Transcribe every one of the rows below line for line, without any changes, and omit the pictures from your answer.

************

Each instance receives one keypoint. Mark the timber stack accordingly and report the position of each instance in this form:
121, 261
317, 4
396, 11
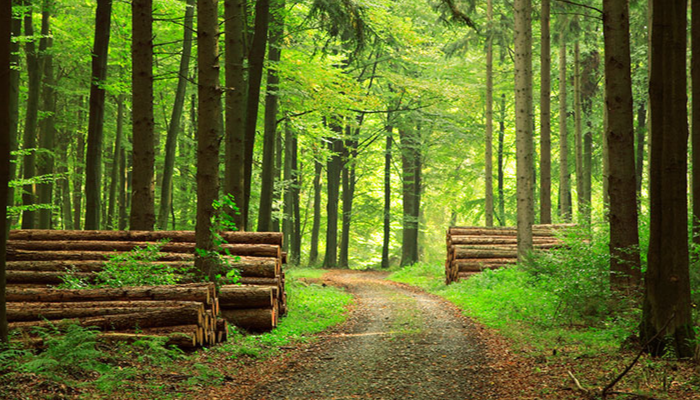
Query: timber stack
472, 249
38, 259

************

• [Solution for this problem]:
Each instance receives one keypoint. Mark the timber stack accordingly and report the position of each instance in this form:
121, 261
317, 4
396, 11
Query: timber stack
472, 249
38, 259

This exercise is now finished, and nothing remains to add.